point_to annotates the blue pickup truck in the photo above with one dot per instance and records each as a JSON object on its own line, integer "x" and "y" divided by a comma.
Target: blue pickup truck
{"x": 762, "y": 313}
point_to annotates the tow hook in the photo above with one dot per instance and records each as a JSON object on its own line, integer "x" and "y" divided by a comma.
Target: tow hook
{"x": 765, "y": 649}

--------------------------------------------------

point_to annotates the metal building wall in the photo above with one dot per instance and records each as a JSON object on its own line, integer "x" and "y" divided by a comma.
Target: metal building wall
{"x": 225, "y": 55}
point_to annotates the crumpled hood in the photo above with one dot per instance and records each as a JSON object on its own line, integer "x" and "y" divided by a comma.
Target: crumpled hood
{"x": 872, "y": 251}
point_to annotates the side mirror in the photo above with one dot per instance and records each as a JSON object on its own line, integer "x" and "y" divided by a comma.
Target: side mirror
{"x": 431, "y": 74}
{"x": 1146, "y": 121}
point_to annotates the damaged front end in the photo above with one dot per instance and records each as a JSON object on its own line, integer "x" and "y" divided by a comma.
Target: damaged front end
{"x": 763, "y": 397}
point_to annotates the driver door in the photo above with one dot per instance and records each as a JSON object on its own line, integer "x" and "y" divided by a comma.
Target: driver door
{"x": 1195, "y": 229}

--------------------------------------------------

Please copy, exactly as written, every line in the listing above from the line with "point_to annotates the side" up to and including the line with "point_to annotates the damaged".

point_to annotates the side mirror in the photo above with one dot per instance and records each as a JSON object on its own line, integer "x" and "y" divided by a comma.
Target: side mirror
{"x": 431, "y": 74}
{"x": 1146, "y": 121}
point_to annotates the damaged front end in the photo above with one dot per instance and records each as a JSON object on its own line, integer "x" and "y" divided by a comma.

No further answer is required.